What to do ->
Scan the entries below, and for each line that includes the word "queried", make a copy.

START Data for the task

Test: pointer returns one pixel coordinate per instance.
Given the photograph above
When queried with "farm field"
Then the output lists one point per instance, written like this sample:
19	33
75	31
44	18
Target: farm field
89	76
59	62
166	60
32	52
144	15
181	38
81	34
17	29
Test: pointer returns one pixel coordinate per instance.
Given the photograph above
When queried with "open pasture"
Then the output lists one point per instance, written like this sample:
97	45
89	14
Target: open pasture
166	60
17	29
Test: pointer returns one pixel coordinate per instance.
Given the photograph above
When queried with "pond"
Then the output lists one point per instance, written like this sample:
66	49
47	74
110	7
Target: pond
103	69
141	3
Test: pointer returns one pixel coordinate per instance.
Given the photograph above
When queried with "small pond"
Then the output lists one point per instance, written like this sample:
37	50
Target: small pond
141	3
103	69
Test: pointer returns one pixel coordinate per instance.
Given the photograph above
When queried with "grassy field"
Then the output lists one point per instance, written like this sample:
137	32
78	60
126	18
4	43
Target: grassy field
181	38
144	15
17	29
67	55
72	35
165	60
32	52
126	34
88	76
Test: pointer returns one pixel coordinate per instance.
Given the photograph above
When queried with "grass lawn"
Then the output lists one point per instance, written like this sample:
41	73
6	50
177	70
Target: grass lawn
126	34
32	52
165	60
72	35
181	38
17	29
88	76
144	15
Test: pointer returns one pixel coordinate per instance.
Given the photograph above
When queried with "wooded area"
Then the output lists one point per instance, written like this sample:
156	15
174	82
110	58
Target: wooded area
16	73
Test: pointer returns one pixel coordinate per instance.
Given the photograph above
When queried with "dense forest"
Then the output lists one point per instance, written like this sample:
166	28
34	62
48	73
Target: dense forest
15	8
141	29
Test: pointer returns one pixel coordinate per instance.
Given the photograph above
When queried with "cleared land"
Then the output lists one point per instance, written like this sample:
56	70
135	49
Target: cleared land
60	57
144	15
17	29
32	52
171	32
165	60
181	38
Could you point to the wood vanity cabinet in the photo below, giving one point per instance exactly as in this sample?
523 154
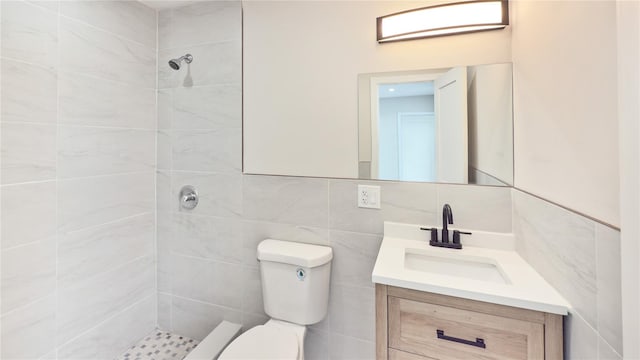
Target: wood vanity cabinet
416 325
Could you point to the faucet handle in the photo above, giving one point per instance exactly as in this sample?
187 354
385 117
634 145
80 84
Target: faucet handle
456 235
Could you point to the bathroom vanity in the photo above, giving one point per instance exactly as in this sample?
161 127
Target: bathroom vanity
480 302
415 325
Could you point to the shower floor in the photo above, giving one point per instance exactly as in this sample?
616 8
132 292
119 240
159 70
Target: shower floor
160 345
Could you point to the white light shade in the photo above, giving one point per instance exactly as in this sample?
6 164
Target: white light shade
444 19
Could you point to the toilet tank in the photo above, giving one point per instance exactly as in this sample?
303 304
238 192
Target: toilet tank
295 280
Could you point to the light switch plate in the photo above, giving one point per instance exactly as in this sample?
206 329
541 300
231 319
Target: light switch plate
369 196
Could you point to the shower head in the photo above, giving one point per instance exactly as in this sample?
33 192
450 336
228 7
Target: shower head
175 63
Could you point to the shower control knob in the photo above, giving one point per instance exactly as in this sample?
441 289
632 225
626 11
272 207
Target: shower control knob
188 197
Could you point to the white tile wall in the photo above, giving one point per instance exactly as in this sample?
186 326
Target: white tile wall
86 100
33 92
77 177
89 51
581 259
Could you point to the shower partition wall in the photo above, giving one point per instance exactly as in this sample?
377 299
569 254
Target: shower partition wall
78 177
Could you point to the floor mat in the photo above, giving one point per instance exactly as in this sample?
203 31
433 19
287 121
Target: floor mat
160 345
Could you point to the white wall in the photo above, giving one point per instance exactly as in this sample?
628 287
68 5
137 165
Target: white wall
628 13
308 62
565 104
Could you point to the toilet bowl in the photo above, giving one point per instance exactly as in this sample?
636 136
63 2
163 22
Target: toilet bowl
273 340
295 288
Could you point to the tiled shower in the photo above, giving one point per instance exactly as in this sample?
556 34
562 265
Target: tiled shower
98 136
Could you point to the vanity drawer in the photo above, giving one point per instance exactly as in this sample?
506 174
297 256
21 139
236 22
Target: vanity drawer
442 332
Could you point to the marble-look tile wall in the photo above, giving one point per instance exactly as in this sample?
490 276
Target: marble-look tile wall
581 259
78 127
207 268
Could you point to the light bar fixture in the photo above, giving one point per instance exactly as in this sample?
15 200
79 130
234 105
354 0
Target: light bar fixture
446 19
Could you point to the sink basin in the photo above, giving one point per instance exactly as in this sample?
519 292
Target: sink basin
474 268
486 269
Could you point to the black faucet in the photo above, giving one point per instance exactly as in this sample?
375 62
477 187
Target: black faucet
447 218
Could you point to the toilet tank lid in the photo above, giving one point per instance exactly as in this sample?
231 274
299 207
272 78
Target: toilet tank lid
294 253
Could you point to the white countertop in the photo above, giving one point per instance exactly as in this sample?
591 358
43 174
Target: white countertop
527 289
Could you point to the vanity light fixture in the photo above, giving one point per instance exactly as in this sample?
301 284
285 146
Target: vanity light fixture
445 19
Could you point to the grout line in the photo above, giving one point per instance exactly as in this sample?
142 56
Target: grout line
29 304
76 125
208 303
30 243
57 198
155 178
89 177
105 31
36 65
111 222
201 44
27 183
239 263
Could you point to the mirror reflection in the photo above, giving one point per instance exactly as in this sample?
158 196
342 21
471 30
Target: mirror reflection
450 125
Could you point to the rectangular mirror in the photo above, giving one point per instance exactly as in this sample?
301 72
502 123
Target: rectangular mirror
449 125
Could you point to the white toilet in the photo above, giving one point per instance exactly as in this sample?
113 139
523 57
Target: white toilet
295 290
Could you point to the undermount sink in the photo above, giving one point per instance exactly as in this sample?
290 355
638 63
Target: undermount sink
486 269
474 268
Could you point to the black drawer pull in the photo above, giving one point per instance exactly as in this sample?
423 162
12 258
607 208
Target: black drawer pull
479 342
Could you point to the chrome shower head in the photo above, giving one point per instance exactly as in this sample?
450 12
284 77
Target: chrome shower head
175 63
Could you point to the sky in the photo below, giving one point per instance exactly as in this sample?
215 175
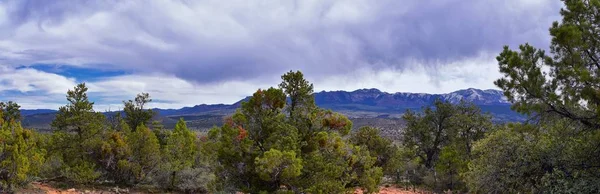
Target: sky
186 52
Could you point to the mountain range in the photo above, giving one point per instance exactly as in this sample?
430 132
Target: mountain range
358 104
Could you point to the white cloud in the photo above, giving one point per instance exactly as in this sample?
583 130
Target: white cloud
192 52
31 80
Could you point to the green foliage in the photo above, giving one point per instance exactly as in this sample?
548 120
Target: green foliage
379 147
135 115
274 145
277 165
77 138
145 157
20 155
558 153
179 154
441 140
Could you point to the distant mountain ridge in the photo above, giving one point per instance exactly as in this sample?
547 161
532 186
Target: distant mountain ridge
362 103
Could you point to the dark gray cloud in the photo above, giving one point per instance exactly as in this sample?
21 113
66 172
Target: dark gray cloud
212 41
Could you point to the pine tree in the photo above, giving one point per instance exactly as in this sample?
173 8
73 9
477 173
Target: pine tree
20 155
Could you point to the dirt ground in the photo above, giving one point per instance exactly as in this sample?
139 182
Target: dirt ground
394 190
44 188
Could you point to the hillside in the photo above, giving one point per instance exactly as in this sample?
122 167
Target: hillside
364 106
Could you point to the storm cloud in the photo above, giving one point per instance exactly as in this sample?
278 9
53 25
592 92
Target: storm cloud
214 41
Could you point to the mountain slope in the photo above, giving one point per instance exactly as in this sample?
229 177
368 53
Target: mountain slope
363 103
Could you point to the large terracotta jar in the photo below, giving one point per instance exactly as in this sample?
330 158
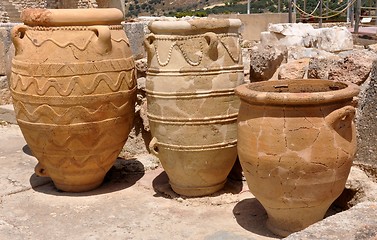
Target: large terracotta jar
296 143
193 68
73 88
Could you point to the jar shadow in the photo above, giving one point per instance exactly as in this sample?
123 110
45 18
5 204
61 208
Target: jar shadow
163 189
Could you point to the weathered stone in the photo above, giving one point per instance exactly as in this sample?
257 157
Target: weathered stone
7 114
6 48
265 60
141 67
334 39
366 121
3 82
274 39
295 69
359 222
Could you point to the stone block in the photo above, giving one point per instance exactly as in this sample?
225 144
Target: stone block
6 47
335 39
294 69
359 222
299 52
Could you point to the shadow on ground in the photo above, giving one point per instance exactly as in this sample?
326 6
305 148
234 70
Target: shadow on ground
251 216
124 174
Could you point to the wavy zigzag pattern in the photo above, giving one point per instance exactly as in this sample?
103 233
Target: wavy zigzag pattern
76 114
75 83
94 140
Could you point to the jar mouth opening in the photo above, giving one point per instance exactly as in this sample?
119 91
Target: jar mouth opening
299 86
198 26
297 92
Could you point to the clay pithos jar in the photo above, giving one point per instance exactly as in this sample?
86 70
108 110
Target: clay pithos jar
193 68
73 89
296 143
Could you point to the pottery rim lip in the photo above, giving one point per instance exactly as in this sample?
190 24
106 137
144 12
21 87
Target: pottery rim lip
71 17
193 25
297 92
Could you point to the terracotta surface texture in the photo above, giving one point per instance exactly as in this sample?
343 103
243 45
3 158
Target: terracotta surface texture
296 143
73 89
193 68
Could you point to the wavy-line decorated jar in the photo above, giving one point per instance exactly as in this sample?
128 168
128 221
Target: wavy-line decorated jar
193 68
73 89
296 143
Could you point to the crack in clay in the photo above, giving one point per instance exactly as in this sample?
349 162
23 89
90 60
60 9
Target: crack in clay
25 189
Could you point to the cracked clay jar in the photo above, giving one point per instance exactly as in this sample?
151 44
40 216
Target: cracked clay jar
73 87
296 142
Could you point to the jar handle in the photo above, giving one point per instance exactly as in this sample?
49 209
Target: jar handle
103 42
40 170
153 146
17 34
341 114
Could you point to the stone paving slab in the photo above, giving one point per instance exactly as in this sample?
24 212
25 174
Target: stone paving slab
359 223
7 114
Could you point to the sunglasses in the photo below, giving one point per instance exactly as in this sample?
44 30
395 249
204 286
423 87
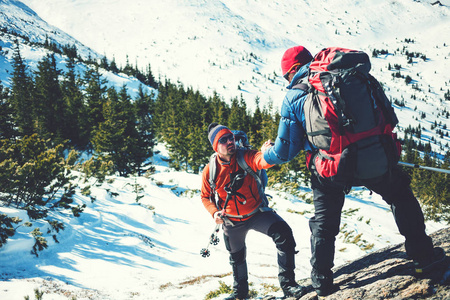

END Data for the task

Response area ->
When queried with "farm field"
When queried with "open pasture"
When queried with "pond"
When queried with "small pond"
When queried with "grassy field"
When queried with "grass lawn"
When queried with "wooded area"
When queried with "dense forest"
When queried with "cleared land"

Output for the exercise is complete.